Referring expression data
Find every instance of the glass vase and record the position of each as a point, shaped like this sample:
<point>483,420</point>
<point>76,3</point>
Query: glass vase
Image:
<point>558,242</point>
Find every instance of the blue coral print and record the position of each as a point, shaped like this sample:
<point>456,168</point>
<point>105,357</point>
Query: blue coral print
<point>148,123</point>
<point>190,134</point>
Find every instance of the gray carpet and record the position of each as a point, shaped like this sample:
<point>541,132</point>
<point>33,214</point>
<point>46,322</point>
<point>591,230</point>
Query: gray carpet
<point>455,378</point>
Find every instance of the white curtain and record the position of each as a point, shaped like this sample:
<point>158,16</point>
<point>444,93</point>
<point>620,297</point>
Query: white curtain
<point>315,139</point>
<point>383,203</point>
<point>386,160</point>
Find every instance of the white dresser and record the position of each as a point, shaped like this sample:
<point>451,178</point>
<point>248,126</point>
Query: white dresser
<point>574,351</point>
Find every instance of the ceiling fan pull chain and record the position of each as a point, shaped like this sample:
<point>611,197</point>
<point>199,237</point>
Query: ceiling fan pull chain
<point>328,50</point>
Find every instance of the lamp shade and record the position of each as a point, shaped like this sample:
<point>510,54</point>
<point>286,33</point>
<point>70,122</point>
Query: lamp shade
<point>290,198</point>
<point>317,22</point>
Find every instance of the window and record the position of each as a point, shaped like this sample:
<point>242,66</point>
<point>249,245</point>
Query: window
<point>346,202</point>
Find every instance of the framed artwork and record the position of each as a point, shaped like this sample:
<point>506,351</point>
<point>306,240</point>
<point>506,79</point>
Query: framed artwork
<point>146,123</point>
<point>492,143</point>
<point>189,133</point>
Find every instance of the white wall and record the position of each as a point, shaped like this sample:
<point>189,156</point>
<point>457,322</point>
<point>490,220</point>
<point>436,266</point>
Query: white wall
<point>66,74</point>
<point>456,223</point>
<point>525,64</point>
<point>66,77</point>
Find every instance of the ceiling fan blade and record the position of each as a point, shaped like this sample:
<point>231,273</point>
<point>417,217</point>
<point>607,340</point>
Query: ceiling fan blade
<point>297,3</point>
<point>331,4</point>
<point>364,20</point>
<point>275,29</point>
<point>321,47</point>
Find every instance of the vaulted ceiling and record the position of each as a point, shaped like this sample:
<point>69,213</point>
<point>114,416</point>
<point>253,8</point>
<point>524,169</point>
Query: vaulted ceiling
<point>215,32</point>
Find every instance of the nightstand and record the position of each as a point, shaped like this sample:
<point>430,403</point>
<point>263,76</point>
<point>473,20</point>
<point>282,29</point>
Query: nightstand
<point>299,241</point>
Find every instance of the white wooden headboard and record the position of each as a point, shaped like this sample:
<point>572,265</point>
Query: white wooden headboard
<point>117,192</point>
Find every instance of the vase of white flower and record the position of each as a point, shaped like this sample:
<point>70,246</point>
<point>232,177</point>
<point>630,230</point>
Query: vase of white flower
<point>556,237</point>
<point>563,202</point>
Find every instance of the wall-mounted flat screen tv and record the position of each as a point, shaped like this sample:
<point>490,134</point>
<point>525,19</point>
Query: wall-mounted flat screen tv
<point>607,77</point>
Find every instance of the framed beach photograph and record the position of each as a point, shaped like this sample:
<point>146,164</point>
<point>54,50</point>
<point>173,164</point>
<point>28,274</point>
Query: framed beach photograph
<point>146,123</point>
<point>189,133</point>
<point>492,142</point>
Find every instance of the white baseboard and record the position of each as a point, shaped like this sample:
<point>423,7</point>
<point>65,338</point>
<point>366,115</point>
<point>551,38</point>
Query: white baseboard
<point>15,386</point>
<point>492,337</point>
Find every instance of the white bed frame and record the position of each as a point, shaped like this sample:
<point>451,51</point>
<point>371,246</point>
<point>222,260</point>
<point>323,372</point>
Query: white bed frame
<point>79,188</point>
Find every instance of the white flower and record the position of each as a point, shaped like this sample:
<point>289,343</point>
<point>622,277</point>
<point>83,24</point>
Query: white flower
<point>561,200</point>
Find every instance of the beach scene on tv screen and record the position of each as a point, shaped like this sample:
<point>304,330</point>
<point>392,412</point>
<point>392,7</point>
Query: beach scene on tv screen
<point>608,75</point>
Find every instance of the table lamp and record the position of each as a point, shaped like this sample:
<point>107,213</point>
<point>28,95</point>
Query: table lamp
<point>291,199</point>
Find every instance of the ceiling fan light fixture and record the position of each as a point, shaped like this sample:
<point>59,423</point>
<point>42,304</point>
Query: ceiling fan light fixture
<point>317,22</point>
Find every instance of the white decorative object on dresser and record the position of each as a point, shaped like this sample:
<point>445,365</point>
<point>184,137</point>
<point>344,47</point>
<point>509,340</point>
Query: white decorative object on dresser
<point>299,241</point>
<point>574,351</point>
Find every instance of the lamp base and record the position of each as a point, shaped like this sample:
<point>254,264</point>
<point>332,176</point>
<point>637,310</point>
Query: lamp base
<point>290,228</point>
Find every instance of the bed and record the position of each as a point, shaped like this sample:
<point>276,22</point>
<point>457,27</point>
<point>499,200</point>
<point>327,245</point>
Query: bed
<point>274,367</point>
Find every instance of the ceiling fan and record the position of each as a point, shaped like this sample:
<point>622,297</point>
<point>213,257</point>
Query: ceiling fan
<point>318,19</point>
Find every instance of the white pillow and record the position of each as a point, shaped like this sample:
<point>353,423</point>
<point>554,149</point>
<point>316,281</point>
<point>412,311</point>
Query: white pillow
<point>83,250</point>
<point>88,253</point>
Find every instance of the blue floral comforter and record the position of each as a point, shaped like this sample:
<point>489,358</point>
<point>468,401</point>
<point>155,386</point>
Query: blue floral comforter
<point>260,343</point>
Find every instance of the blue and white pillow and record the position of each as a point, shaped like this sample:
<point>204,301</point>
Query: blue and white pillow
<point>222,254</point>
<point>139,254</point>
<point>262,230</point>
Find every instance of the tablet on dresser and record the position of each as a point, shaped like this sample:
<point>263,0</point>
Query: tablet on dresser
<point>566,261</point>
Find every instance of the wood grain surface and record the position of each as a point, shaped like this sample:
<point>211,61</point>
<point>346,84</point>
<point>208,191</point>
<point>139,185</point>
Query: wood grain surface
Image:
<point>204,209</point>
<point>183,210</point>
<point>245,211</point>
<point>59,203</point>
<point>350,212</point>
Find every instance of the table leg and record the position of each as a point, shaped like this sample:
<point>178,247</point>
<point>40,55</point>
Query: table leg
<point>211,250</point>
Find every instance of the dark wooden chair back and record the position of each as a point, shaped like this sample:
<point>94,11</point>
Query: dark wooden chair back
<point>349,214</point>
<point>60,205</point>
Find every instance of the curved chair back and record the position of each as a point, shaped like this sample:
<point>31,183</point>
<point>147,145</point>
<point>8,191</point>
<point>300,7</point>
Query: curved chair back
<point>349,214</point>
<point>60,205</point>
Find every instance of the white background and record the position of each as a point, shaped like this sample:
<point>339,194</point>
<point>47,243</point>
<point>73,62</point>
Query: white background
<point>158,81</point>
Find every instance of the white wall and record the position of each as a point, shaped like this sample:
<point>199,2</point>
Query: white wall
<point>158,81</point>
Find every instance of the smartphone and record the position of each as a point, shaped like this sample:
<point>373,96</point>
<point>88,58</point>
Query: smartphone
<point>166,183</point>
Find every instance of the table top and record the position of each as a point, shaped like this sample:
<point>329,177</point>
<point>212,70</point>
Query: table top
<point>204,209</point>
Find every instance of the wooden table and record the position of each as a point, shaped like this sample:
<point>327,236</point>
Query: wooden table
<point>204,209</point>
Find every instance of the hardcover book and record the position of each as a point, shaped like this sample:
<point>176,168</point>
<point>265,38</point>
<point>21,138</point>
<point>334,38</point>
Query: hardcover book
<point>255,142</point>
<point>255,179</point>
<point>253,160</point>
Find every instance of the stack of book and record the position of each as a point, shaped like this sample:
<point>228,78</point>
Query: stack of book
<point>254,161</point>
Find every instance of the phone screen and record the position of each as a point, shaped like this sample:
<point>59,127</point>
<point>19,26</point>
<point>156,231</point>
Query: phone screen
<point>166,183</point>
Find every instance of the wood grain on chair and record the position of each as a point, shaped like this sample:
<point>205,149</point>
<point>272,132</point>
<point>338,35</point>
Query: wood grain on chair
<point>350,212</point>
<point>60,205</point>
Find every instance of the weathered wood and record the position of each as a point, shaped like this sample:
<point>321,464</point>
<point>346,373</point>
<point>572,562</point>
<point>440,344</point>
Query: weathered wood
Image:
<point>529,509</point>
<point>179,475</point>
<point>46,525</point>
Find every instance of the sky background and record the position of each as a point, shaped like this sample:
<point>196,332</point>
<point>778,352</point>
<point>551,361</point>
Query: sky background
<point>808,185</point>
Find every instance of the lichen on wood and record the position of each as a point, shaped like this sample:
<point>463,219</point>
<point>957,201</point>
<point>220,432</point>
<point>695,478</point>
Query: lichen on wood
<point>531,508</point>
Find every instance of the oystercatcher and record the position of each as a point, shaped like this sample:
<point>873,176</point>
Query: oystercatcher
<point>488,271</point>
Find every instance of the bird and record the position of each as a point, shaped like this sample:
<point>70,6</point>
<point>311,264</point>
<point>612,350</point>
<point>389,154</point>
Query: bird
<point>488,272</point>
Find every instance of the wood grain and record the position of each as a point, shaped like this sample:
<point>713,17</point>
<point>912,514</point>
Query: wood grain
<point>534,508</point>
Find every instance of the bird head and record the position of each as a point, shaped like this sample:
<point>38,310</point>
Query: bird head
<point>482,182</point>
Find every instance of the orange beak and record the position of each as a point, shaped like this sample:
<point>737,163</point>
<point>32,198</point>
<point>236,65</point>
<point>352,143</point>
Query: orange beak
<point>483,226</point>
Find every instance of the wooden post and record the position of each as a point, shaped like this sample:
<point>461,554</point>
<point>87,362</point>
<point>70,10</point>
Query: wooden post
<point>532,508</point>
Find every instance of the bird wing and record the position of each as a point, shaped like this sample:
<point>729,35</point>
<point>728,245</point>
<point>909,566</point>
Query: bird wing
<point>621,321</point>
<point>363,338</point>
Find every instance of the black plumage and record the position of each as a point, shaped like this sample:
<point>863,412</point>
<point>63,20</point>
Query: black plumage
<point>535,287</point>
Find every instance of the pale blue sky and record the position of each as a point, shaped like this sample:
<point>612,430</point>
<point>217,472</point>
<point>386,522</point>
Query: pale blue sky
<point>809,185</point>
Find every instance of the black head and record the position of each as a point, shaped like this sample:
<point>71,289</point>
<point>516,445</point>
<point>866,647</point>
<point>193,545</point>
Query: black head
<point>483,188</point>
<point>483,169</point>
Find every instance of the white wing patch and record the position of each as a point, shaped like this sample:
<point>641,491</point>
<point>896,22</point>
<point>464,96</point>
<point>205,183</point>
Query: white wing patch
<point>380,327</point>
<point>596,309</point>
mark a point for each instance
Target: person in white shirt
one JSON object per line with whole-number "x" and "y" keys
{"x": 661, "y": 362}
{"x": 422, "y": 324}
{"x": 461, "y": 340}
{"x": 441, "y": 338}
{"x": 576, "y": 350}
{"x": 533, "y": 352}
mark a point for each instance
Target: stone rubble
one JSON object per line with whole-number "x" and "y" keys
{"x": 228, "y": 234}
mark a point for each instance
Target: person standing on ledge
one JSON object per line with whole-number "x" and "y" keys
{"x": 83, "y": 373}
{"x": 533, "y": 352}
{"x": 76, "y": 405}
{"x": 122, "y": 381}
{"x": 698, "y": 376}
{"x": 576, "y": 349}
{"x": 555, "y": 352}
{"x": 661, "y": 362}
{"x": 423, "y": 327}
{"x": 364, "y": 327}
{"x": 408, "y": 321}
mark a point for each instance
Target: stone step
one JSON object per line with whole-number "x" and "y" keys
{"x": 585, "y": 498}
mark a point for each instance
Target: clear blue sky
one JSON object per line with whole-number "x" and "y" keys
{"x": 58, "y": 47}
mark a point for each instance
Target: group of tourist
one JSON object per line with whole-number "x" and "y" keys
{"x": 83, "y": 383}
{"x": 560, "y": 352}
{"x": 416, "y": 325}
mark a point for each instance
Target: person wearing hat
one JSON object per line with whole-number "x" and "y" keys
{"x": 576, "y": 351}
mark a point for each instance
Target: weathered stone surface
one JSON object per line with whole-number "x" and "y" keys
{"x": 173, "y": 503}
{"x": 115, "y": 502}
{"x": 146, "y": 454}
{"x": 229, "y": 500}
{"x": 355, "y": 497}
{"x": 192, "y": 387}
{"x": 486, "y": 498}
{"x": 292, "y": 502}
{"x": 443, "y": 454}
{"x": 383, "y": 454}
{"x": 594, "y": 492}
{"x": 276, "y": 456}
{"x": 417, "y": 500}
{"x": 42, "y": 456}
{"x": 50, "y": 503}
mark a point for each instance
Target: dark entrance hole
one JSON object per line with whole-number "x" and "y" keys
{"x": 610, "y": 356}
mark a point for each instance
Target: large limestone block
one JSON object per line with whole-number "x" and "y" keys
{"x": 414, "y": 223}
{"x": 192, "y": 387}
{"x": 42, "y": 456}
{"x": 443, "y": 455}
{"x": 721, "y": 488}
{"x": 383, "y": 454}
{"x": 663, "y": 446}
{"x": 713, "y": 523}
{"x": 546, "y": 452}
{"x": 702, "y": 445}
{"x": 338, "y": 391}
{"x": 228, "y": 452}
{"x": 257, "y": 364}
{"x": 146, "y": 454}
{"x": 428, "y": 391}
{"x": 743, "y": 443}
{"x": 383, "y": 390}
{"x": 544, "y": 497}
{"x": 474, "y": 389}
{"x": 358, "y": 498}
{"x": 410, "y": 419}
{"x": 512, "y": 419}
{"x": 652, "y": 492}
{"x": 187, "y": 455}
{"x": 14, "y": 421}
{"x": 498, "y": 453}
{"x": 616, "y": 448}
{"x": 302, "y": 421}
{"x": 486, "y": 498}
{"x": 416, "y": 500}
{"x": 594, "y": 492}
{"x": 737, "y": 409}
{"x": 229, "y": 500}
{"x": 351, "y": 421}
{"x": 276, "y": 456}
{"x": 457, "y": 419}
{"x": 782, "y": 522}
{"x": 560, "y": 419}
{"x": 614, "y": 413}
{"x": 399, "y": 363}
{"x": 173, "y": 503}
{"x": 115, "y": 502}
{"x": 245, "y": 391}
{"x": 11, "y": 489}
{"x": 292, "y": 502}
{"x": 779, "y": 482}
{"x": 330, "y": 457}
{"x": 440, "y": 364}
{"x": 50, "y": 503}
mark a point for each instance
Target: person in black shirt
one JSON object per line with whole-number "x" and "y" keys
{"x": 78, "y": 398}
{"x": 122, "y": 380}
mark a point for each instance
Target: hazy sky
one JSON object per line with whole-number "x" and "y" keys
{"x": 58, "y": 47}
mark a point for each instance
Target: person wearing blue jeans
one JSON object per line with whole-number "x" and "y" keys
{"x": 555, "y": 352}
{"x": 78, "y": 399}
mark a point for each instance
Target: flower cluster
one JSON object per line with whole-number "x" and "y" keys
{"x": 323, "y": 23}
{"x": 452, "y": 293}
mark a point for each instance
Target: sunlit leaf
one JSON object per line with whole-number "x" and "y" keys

* Exercise aim:
The answer must be every line of the entries that includes the word "surface".

* Reply:
Find every instance of the wood grain surface and record the position of each as a point, shaped like this sample:
Query: wood grain surface
Target: weathered stone surface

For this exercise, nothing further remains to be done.